====== Data records ======

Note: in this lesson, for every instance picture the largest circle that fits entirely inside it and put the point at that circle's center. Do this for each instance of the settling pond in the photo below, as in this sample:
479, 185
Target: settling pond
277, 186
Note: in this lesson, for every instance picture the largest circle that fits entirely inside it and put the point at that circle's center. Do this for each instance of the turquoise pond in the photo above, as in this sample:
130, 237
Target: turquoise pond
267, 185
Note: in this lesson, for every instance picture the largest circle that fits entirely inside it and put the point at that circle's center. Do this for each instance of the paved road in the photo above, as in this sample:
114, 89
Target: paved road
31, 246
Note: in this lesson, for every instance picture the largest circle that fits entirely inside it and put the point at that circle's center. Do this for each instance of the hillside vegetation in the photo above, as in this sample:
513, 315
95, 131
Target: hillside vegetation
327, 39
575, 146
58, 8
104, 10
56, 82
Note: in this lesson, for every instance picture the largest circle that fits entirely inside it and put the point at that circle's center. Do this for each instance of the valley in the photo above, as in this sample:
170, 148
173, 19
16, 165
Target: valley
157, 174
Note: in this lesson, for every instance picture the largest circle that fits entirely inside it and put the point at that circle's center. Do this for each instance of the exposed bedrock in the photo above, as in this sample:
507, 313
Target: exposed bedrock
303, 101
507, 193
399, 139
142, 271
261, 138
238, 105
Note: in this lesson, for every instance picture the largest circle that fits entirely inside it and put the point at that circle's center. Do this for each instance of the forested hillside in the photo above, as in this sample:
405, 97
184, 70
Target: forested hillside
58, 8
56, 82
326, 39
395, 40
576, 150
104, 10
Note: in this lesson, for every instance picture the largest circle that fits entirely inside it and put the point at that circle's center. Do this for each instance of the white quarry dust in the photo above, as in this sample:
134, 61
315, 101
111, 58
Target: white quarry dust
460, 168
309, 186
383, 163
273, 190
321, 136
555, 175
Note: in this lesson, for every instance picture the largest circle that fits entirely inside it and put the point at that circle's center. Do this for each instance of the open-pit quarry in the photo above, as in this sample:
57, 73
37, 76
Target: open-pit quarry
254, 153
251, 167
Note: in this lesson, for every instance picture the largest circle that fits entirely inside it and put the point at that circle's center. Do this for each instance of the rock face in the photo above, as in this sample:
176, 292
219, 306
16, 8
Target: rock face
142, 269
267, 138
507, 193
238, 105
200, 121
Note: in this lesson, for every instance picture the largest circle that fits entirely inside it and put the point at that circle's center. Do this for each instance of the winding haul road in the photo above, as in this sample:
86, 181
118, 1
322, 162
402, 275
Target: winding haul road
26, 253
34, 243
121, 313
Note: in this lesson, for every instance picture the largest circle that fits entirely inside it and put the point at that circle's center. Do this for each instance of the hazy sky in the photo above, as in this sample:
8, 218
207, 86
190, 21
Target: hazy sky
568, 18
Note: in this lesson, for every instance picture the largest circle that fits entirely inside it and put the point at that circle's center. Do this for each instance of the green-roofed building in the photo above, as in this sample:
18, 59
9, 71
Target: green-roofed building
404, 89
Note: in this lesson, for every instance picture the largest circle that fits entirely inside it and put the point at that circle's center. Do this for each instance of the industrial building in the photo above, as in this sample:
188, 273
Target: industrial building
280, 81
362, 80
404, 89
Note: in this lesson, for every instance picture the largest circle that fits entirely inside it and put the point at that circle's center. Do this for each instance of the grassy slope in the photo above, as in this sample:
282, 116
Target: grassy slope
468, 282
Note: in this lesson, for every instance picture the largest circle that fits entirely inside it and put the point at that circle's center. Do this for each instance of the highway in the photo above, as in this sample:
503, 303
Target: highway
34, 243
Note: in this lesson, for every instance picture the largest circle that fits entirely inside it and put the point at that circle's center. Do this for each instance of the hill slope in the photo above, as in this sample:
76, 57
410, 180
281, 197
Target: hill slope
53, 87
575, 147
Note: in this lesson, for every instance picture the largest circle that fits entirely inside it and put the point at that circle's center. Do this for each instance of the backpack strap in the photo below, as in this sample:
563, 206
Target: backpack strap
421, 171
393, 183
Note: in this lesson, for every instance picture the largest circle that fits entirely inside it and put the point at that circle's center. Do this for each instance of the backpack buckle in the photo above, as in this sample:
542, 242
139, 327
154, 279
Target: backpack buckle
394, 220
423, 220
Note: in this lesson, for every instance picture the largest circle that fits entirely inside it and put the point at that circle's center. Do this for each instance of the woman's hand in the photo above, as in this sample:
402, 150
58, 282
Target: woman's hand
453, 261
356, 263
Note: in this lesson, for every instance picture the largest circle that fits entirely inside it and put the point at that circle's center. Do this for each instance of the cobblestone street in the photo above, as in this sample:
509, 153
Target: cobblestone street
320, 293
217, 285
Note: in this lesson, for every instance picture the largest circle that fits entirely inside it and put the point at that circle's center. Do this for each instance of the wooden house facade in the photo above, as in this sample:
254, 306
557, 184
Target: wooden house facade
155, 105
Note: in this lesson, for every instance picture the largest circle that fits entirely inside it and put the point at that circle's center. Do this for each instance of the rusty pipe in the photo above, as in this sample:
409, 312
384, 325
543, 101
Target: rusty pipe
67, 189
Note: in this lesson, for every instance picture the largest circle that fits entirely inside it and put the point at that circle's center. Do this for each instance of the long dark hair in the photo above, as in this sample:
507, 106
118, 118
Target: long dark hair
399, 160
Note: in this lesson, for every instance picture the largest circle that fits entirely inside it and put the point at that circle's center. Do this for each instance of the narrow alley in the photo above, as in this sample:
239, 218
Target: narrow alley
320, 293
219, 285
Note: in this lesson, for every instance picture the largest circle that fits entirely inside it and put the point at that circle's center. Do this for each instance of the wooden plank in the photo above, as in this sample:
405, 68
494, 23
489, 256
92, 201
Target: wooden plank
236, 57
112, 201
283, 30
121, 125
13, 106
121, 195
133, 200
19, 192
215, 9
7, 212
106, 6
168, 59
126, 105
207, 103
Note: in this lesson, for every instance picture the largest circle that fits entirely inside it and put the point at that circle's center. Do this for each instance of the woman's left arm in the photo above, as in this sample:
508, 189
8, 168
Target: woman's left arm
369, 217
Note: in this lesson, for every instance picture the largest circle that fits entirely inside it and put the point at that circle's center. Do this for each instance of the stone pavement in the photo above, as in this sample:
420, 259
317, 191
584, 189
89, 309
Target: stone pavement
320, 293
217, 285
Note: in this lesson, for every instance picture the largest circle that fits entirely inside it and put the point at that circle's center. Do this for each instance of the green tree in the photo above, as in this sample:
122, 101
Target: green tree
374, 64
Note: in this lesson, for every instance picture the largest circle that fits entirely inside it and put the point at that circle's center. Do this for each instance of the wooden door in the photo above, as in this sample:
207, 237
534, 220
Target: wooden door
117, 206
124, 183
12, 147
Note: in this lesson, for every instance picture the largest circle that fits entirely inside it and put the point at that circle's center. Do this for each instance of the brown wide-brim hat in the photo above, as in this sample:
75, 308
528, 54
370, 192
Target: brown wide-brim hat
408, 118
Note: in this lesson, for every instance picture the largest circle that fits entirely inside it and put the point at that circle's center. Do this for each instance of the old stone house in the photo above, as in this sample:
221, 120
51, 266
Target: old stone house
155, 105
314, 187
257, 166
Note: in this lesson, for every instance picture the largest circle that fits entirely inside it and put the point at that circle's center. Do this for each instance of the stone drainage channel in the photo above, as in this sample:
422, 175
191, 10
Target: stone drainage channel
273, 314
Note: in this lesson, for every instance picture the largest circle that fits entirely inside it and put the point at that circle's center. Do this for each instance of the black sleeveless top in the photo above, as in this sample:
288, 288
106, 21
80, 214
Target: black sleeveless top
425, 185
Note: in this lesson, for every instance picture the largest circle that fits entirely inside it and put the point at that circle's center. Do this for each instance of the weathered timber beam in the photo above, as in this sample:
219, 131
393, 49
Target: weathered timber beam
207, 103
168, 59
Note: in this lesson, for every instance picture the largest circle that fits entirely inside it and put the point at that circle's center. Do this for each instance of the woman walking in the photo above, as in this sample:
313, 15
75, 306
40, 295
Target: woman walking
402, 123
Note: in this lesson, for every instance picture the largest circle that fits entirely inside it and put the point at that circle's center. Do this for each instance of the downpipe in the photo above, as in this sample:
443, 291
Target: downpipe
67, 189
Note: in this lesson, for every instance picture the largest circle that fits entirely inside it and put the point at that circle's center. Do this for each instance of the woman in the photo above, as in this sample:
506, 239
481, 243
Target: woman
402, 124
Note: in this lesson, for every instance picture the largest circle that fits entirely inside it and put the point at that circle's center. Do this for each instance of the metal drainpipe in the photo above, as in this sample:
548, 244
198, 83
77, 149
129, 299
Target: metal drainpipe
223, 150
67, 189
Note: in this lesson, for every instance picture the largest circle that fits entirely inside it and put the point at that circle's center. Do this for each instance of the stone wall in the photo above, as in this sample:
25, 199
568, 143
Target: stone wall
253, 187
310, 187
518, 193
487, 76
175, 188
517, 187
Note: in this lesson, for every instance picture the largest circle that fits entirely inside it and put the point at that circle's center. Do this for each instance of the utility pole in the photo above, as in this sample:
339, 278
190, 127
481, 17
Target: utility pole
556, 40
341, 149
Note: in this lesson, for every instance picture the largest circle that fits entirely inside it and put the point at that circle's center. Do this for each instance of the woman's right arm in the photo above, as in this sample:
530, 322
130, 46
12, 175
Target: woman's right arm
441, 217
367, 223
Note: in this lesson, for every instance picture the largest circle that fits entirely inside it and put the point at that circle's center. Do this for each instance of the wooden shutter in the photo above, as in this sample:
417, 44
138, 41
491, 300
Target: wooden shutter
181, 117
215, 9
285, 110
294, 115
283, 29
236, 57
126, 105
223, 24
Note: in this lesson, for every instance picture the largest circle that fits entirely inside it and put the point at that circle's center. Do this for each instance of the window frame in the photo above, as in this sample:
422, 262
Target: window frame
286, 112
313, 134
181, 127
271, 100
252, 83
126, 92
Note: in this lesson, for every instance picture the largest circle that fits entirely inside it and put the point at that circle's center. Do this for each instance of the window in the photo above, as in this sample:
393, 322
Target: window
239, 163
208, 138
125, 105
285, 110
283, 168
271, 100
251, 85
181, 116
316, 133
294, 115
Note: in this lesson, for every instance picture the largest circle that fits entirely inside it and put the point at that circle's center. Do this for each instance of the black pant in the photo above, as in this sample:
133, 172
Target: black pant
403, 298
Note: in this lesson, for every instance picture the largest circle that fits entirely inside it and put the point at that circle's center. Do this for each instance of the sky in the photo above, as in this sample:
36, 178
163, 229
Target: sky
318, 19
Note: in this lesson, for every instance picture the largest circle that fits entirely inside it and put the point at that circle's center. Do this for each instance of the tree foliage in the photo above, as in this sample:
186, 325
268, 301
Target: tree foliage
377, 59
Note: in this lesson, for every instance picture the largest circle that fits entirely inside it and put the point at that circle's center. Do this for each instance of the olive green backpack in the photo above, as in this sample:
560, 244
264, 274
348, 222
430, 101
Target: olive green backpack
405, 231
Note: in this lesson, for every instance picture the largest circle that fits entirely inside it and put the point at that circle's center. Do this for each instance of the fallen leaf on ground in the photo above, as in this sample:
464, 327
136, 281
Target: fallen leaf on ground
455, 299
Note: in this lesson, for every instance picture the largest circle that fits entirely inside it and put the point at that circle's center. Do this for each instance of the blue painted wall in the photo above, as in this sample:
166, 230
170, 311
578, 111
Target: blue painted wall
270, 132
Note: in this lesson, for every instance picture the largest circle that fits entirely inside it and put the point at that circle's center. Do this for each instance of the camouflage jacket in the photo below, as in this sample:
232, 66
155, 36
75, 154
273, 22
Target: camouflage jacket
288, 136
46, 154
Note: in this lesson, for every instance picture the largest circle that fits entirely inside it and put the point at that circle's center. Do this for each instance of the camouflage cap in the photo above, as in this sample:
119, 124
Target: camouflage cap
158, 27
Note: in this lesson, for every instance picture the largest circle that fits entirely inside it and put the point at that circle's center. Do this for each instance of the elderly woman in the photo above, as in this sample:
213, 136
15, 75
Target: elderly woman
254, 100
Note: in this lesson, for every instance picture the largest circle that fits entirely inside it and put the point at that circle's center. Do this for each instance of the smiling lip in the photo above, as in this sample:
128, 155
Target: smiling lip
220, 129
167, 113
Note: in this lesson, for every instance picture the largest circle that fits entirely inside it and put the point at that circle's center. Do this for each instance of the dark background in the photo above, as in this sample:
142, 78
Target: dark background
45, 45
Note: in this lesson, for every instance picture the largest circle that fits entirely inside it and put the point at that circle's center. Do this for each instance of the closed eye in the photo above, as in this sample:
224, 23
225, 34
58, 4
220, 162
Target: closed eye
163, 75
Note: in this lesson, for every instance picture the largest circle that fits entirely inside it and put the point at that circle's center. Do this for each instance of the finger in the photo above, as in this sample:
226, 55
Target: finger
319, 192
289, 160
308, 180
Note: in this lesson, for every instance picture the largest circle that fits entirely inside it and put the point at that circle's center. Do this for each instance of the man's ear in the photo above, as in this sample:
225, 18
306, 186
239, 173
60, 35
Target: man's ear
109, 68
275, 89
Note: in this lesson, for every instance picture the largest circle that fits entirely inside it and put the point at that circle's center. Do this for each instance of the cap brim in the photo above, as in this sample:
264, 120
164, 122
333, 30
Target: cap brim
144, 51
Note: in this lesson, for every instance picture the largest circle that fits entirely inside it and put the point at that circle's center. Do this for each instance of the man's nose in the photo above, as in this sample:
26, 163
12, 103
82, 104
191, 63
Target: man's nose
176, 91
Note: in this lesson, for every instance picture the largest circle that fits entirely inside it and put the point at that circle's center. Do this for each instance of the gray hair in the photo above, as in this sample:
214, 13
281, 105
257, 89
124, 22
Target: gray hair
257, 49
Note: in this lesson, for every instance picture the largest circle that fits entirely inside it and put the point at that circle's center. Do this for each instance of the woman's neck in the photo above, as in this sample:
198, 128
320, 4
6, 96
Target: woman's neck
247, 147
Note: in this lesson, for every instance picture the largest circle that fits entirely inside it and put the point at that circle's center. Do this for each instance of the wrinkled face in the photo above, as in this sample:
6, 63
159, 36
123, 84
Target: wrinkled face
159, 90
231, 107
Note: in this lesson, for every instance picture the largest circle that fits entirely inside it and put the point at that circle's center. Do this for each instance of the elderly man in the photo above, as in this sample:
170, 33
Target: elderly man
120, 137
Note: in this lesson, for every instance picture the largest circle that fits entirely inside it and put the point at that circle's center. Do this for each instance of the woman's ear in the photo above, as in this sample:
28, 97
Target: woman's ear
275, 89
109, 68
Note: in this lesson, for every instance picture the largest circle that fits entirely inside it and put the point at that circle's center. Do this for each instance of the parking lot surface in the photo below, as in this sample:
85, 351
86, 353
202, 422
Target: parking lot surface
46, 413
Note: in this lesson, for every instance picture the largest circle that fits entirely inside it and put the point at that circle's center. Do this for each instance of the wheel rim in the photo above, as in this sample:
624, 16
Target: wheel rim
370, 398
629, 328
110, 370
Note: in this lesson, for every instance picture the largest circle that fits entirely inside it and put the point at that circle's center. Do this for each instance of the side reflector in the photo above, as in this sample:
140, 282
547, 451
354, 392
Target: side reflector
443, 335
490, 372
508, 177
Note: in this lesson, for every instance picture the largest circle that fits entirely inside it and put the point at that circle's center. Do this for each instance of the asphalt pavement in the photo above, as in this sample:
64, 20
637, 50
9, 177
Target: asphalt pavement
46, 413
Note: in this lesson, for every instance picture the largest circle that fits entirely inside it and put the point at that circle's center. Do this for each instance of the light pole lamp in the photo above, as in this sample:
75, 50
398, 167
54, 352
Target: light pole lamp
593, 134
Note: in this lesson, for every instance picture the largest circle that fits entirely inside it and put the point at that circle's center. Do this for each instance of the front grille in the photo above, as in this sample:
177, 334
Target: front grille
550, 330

======

Exercise goal
Which lines above include the word "below"? Pick them out and copy them.

Answer to the problem
Note: in this lesson, for every instance picture the largest circle that fits entirely inside it and put the point at that circle's center. Do this for each instance of the settling pond in the photo below, as in this sample:
Note: in this lesson, for every instance picture the largest circle that fits entirely inside it and put the point at that circle's center. Do this for each instance of the backpack strap in the photo below, as in this sample:
Note: in this lesson, for every instance picture the largest circle that fits entirely inside it and put the point at that circle's center. Do this for each instance of the camouflage jacket in the photo below, as in this sample:
Note: in this lesson, for every instance picture the largest circle that fits entirely inside it and put the point at that circle's center. Do this for each instance of the parking lot surface in the photo below, as in this sample:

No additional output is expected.